• _WORK INSTRUCTION_:
Copy down all of the data underneath, exactly as shown.

---- MATERIALS PROVIDED

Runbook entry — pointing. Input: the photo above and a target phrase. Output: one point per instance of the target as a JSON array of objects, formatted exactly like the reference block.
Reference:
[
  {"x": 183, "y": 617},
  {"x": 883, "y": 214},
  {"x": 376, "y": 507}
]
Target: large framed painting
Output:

--------

• _EXERCISE RESPONSE_:
Runbook entry — pointing. Input: the photo above and a target phrase. Output: one point per instance of the target as a JSON array of objects, formatted exactly like the reference block.
Reference:
[
  {"x": 183, "y": 617},
  {"x": 883, "y": 214},
  {"x": 376, "y": 507}
]
Target: large framed painting
Output:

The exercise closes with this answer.